WHAT YOU NEED TO DO: Transcribe exactly the lines from the one containing "find wooden console" through the end of the data, both included. Leave out pictures.

======== LISTED ENTRIES

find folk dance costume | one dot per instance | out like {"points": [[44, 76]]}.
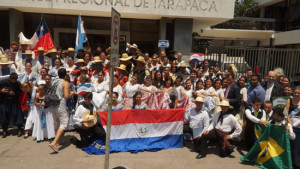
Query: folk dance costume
{"points": [[197, 123], [10, 109], [252, 117], [43, 123], [292, 135], [130, 90], [8, 71], [88, 134], [25, 77], [221, 127], [32, 114]]}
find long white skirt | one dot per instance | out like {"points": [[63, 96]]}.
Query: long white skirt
{"points": [[38, 132], [30, 119]]}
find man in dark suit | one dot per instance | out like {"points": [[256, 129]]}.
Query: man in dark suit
{"points": [[232, 94], [272, 88]]}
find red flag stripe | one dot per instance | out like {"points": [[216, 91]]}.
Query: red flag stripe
{"points": [[143, 116]]}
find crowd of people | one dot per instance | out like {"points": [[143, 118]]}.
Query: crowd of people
{"points": [[219, 105]]}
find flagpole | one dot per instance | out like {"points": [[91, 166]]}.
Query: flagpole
{"points": [[85, 34], [42, 18]]}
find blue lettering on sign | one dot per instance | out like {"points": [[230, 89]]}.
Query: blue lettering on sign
{"points": [[163, 43]]}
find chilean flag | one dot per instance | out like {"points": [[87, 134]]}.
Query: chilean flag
{"points": [[44, 36], [83, 88], [141, 130], [80, 35], [196, 57]]}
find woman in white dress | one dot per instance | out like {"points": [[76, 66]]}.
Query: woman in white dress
{"points": [[84, 80], [100, 84], [54, 70], [129, 89], [188, 89], [41, 78], [148, 88], [70, 67], [30, 90], [43, 123], [28, 74], [117, 88], [101, 91], [219, 90], [179, 87], [199, 89], [243, 91]]}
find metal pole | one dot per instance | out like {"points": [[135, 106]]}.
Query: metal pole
{"points": [[108, 127]]}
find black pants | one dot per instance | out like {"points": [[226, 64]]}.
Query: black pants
{"points": [[88, 136], [5, 126], [249, 135], [211, 136]]}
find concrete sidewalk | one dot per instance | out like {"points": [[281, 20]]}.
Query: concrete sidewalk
{"points": [[20, 153]]}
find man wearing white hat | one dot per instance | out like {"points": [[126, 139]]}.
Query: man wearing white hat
{"points": [[220, 130], [36, 66], [6, 67], [198, 121], [52, 55], [41, 58], [21, 53]]}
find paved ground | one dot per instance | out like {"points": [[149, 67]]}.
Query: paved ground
{"points": [[19, 153]]}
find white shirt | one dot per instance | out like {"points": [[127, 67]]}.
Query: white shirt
{"points": [[270, 87], [189, 93], [292, 135], [100, 87], [220, 93], [197, 119], [243, 92], [151, 88], [79, 113], [209, 91], [179, 91], [229, 123], [269, 116], [254, 119], [131, 89]]}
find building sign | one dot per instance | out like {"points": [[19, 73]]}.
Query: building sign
{"points": [[115, 38], [163, 43], [154, 8]]}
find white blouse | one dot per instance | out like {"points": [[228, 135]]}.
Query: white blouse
{"points": [[100, 87], [79, 113], [131, 89], [189, 93], [151, 88]]}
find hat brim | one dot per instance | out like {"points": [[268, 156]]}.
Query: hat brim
{"points": [[85, 116], [121, 69], [80, 62], [98, 61], [140, 61], [230, 107], [126, 59], [7, 63]]}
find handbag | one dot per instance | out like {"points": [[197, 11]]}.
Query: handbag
{"points": [[51, 98]]}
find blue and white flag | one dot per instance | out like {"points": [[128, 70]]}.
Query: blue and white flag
{"points": [[81, 35], [141, 130]]}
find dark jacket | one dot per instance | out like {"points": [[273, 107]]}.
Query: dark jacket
{"points": [[277, 89], [234, 97]]}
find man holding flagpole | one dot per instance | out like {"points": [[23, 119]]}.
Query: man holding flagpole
{"points": [[80, 35]]}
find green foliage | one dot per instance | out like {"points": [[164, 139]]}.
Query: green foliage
{"points": [[246, 8]]}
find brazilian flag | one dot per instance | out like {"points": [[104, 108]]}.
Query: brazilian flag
{"points": [[272, 150]]}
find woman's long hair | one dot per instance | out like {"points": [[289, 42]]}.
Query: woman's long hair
{"points": [[134, 96]]}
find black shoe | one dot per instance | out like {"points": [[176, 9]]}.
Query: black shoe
{"points": [[4, 134], [200, 156], [19, 133]]}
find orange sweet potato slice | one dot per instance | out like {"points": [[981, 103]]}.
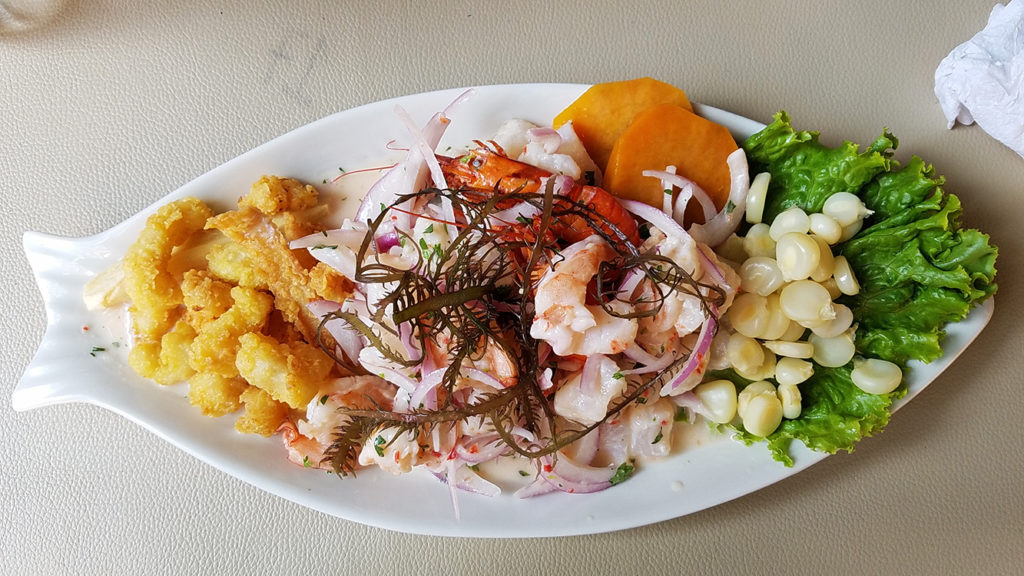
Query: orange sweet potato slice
{"points": [[671, 135], [602, 113]]}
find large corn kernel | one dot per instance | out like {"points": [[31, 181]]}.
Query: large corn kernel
{"points": [[836, 326], [744, 354], [845, 207], [764, 414], [833, 353], [826, 263], [826, 228], [720, 399], [758, 242], [749, 315], [788, 395], [845, 280], [760, 275], [778, 324], [876, 376], [791, 350], [808, 301], [798, 255], [756, 198], [793, 370], [793, 219], [754, 388]]}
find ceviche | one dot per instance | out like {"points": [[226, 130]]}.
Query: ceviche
{"points": [[559, 296]]}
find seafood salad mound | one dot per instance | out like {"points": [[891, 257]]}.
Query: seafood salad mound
{"points": [[520, 302]]}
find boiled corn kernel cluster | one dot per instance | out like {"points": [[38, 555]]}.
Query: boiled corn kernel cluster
{"points": [[790, 282]]}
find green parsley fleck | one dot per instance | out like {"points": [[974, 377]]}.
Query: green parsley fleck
{"points": [[624, 471], [680, 415]]}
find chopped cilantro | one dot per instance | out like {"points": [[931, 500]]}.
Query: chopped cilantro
{"points": [[680, 415], [624, 471]]}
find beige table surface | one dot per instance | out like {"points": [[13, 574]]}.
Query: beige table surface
{"points": [[107, 108]]}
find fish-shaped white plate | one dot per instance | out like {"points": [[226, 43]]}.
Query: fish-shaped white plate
{"points": [[83, 356]]}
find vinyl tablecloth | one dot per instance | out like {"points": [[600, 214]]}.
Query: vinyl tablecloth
{"points": [[107, 107]]}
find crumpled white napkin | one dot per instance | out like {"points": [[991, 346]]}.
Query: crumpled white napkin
{"points": [[982, 80]]}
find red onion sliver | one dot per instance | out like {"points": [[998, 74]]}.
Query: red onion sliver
{"points": [[715, 231]]}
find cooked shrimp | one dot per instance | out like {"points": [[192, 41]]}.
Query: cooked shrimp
{"points": [[487, 170], [564, 320]]}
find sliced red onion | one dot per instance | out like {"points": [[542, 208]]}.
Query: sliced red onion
{"points": [[387, 241], [630, 283], [715, 231], [536, 488], [590, 378], [545, 381], [546, 136], [649, 362], [427, 152], [407, 176], [466, 480], [481, 449], [696, 359], [658, 218], [671, 178], [384, 369], [346, 237]]}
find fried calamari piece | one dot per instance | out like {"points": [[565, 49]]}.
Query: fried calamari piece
{"points": [[263, 414], [267, 250], [289, 372], [293, 206], [205, 297], [153, 289], [272, 195], [216, 395], [329, 283], [229, 262], [217, 342]]}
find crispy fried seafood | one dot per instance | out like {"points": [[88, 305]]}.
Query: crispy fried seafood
{"points": [[220, 301]]}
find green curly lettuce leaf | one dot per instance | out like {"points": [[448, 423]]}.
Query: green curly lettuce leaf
{"points": [[918, 270]]}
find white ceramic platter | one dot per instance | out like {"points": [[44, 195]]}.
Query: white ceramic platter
{"points": [[67, 368]]}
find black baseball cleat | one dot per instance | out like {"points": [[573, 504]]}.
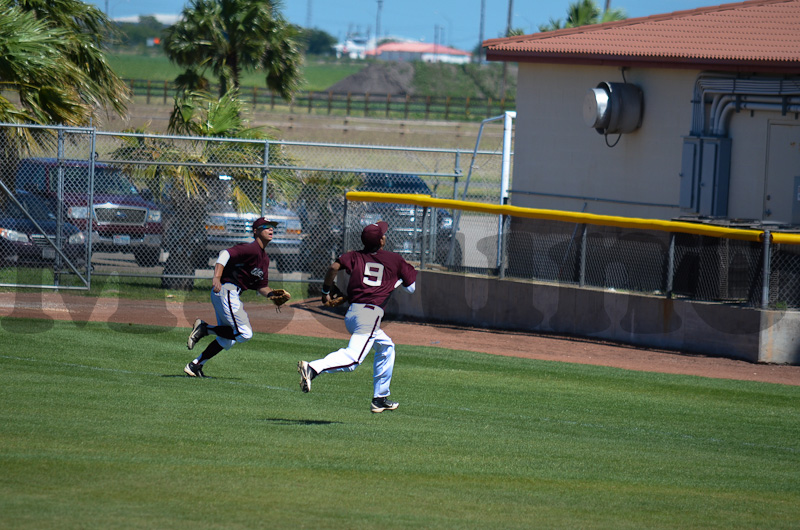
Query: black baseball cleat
{"points": [[306, 375], [381, 404], [199, 330], [194, 370]]}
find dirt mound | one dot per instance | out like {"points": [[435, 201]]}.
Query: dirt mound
{"points": [[395, 78]]}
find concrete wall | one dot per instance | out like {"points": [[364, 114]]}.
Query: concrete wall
{"points": [[556, 153], [557, 156], [712, 329]]}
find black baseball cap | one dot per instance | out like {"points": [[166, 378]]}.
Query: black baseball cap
{"points": [[262, 222], [372, 234]]}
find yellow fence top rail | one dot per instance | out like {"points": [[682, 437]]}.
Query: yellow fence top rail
{"points": [[572, 217]]}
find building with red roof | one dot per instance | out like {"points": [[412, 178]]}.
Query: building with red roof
{"points": [[420, 51], [692, 113]]}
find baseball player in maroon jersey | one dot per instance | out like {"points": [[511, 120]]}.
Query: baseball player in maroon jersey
{"points": [[239, 268], [374, 274]]}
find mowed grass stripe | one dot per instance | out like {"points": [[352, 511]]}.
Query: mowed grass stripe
{"points": [[99, 428]]}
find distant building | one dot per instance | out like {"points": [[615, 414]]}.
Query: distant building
{"points": [[354, 47], [419, 51]]}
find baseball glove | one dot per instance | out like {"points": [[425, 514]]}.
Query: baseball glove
{"points": [[334, 298], [279, 297]]}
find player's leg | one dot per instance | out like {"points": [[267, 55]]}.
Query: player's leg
{"points": [[361, 323], [344, 359], [233, 325], [383, 367]]}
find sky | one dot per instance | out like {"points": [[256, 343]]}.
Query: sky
{"points": [[455, 23]]}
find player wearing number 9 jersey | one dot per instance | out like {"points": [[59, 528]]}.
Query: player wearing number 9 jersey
{"points": [[374, 274]]}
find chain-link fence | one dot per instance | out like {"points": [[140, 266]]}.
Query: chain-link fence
{"points": [[658, 258], [164, 206], [77, 202]]}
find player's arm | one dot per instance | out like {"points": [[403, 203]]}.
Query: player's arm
{"points": [[219, 266], [330, 278]]}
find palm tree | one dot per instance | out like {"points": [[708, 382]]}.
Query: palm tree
{"points": [[233, 36], [584, 13], [53, 61], [53, 70], [181, 179]]}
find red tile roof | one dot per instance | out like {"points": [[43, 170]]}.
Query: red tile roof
{"points": [[417, 47], [758, 35]]}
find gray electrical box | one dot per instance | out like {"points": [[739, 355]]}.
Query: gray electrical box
{"points": [[796, 202], [705, 175]]}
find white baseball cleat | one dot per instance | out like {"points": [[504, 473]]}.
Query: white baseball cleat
{"points": [[381, 404], [305, 376], [199, 330]]}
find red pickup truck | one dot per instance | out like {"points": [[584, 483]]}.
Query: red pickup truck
{"points": [[121, 220]]}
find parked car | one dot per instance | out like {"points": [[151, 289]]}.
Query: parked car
{"points": [[121, 220], [405, 221], [226, 227], [21, 243]]}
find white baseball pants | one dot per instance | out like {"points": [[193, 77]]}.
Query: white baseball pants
{"points": [[230, 312], [363, 321]]}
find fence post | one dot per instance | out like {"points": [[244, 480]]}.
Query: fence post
{"points": [[502, 259], [670, 266], [345, 224], [582, 262], [425, 243], [766, 270], [265, 178]]}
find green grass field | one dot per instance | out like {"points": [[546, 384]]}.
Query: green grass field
{"points": [[100, 429], [317, 75]]}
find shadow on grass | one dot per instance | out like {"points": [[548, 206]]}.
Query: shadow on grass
{"points": [[287, 421]]}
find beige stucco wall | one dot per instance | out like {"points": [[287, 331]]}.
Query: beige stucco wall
{"points": [[557, 154], [648, 321]]}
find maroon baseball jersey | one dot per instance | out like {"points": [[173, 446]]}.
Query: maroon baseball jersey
{"points": [[248, 267], [373, 275]]}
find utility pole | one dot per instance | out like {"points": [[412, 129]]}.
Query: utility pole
{"points": [[378, 22], [508, 32], [480, 34]]}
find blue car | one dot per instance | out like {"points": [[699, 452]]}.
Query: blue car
{"points": [[21, 243]]}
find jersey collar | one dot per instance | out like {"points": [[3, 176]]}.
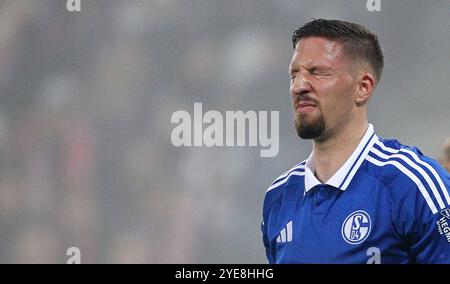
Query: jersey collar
{"points": [[342, 178]]}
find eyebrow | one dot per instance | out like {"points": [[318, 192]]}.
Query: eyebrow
{"points": [[319, 67]]}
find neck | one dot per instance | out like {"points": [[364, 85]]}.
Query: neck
{"points": [[330, 154]]}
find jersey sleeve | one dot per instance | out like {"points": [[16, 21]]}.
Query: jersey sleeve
{"points": [[269, 255], [430, 232]]}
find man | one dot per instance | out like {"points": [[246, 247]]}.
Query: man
{"points": [[445, 160], [357, 198]]}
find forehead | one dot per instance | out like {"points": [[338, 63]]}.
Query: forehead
{"points": [[316, 50]]}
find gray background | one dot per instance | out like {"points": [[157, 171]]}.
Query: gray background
{"points": [[86, 100]]}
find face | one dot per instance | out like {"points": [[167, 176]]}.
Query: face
{"points": [[322, 87]]}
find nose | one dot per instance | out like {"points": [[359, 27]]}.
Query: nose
{"points": [[300, 85]]}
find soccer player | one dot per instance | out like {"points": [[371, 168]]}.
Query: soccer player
{"points": [[445, 160], [357, 198]]}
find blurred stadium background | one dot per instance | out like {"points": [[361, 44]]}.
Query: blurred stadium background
{"points": [[86, 100]]}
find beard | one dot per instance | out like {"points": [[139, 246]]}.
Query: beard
{"points": [[309, 128]]}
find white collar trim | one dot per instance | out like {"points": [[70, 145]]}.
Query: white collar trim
{"points": [[342, 178]]}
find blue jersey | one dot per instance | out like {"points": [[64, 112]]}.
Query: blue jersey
{"points": [[388, 203]]}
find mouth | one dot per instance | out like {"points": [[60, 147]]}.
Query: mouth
{"points": [[305, 106]]}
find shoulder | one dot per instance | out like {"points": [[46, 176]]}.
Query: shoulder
{"points": [[411, 175], [276, 187]]}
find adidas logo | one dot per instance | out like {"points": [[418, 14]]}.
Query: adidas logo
{"points": [[285, 234]]}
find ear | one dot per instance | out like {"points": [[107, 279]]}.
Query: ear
{"points": [[366, 86]]}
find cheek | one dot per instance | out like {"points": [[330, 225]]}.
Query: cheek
{"points": [[336, 100]]}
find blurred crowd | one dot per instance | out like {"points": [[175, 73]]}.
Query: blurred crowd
{"points": [[85, 152]]}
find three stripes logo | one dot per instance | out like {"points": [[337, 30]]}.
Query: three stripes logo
{"points": [[285, 234], [446, 213]]}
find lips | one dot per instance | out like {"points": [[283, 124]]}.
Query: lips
{"points": [[305, 106]]}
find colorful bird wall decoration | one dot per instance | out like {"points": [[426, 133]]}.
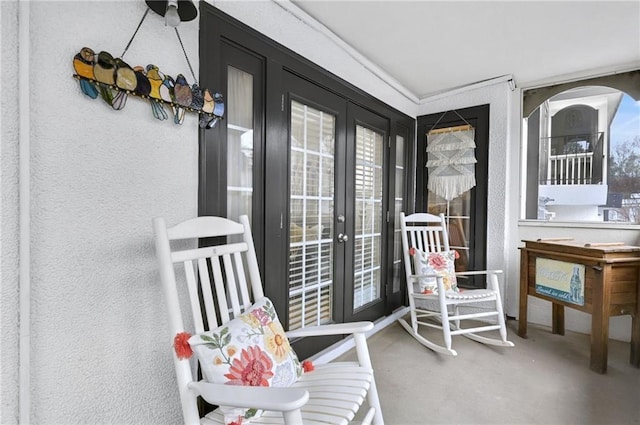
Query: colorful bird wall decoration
{"points": [[114, 80]]}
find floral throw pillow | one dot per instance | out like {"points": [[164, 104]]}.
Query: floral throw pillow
{"points": [[438, 263], [252, 350]]}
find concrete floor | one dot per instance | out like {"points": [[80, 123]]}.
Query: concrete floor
{"points": [[544, 379]]}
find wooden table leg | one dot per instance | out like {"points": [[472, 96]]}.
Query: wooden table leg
{"points": [[600, 322], [635, 328], [557, 319], [524, 288]]}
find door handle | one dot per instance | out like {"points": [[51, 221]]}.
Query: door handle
{"points": [[342, 238]]}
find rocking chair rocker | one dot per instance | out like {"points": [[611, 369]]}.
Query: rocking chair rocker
{"points": [[224, 287], [432, 296]]}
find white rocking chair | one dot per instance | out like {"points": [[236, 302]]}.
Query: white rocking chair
{"points": [[215, 278], [428, 233]]}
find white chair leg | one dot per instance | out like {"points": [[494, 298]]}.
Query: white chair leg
{"points": [[292, 417], [364, 359]]}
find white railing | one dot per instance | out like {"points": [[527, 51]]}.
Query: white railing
{"points": [[571, 168]]}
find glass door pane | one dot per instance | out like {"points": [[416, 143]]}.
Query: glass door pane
{"points": [[400, 182], [239, 142], [368, 216], [458, 223], [311, 245]]}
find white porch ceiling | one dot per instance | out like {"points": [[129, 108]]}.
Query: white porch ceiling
{"points": [[429, 47]]}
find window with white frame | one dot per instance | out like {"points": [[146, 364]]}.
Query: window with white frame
{"points": [[582, 145]]}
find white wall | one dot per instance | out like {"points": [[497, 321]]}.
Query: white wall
{"points": [[99, 343], [505, 232], [98, 335]]}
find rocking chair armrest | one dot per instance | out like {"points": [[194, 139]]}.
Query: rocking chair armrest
{"points": [[332, 329], [478, 272], [282, 399]]}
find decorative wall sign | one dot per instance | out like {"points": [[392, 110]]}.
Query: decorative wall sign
{"points": [[114, 80], [560, 280]]}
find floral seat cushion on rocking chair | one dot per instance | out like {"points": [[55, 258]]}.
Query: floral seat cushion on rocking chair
{"points": [[435, 263], [251, 350]]}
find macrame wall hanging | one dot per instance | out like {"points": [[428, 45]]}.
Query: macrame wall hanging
{"points": [[451, 160], [114, 81]]}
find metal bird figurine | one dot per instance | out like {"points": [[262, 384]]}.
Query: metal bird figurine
{"points": [[83, 63], [155, 80], [197, 99], [208, 102], [218, 109], [143, 86], [125, 76], [105, 72], [183, 96]]}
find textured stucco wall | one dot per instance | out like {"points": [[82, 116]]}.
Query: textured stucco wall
{"points": [[99, 340], [9, 206], [499, 148]]}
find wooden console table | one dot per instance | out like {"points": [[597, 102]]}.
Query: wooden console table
{"points": [[600, 279]]}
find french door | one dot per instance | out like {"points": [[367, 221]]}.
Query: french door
{"points": [[336, 208]]}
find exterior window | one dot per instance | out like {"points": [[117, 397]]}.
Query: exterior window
{"points": [[400, 183], [311, 211], [368, 231], [583, 157], [240, 143]]}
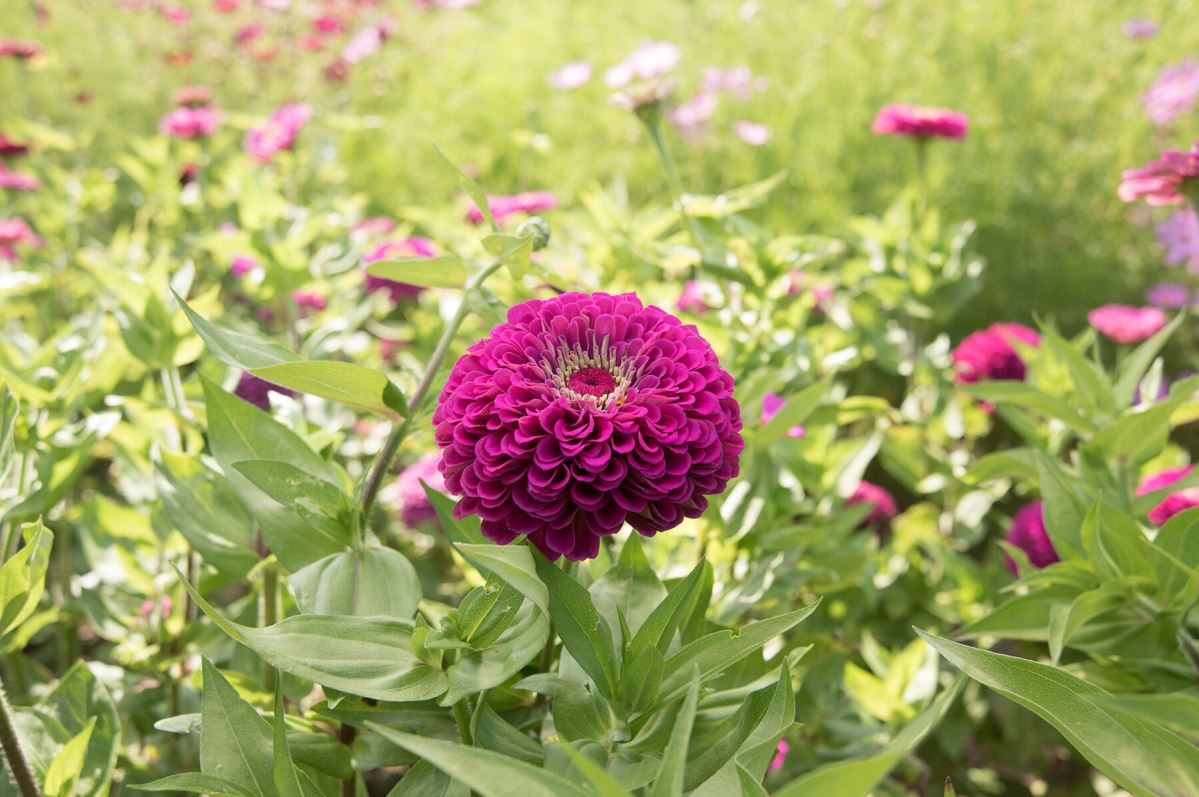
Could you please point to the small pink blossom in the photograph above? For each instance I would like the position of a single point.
(1126, 324)
(572, 76)
(920, 122)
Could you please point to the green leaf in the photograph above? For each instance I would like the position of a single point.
(1138, 754)
(368, 583)
(367, 657)
(490, 774)
(443, 271)
(583, 631)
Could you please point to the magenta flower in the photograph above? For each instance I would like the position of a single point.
(989, 355)
(1173, 94)
(580, 414)
(1179, 235)
(1164, 181)
(1174, 502)
(414, 503)
(1029, 533)
(409, 247)
(190, 122)
(883, 505)
(572, 76)
(1125, 324)
(920, 122)
(771, 403)
(530, 201)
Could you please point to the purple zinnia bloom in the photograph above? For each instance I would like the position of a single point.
(254, 390)
(414, 502)
(1028, 533)
(583, 412)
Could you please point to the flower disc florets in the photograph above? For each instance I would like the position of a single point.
(580, 414)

================

TASK OUTPUT:
find wooden console table | one dot per instance | out like {"points": [[597, 102]]}.
Query: wooden console table
{"points": [[600, 279]]}
find french door | one dot per instance | out like {"points": [[367, 221]]}.
Query: french door
{"points": [[336, 208]]}
find exterior window | one dot per instance | out like {"points": [[117, 397]]}.
Query: exterior window
{"points": [[400, 183], [311, 211], [368, 231], [583, 157], [240, 143]]}
Could you please point to the small pink blossom in the photograph above? For each instance I would like the position of a single point.
(1126, 324)
(572, 76)
(920, 122)
Could you please point to the green leaf in the photograph above? For each instance I would like the position of a single point.
(1138, 754)
(368, 583)
(367, 657)
(490, 774)
(443, 271)
(583, 631)
Could you please point to the magenta flower in the photograph above? For each instance I would like the position of a single point.
(989, 355)
(1173, 94)
(580, 414)
(1179, 235)
(1164, 181)
(1174, 502)
(414, 503)
(1029, 533)
(409, 247)
(190, 122)
(883, 505)
(572, 76)
(1125, 324)
(920, 122)
(771, 403)
(530, 201)
Could you please point to the purple zinnia bloom in the photograph above? For each instance I would like the position of a single point.
(254, 390)
(414, 502)
(1028, 533)
(583, 412)
Could you please point to the flower disc florets in the photograph above? For each instance I would like the position of a single point.
(580, 414)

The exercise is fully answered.